** Records follows **

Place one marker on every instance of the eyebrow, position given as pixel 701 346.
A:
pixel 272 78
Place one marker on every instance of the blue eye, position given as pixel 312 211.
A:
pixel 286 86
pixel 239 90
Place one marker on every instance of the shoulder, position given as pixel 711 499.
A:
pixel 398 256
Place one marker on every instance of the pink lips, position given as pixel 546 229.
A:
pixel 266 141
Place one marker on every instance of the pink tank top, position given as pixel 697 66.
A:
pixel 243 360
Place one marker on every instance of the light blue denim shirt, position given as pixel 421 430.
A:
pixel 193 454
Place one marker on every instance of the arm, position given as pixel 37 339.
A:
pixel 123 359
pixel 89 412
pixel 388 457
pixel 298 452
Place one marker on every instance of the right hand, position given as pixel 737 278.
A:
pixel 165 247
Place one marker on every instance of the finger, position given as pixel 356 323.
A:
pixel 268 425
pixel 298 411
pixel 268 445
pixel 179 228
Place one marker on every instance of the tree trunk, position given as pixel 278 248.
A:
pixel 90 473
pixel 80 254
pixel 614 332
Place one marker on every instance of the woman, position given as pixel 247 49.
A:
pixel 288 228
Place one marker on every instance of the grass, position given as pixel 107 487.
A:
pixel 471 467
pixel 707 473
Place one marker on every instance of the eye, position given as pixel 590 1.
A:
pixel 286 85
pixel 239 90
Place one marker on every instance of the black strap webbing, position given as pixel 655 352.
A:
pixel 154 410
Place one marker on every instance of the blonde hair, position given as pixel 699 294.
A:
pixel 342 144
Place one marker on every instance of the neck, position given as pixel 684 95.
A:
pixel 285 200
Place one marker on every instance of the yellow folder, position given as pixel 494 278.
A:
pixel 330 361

** End of Records **

Work required: Scan the material above. Copy each line that holds the word "blue".

Solution below:
Place one marker on every instance of the blue eye, position given as pixel 312 211.
Place one marker on every instance of the light blue denim shirt, position given as pixel 421 430.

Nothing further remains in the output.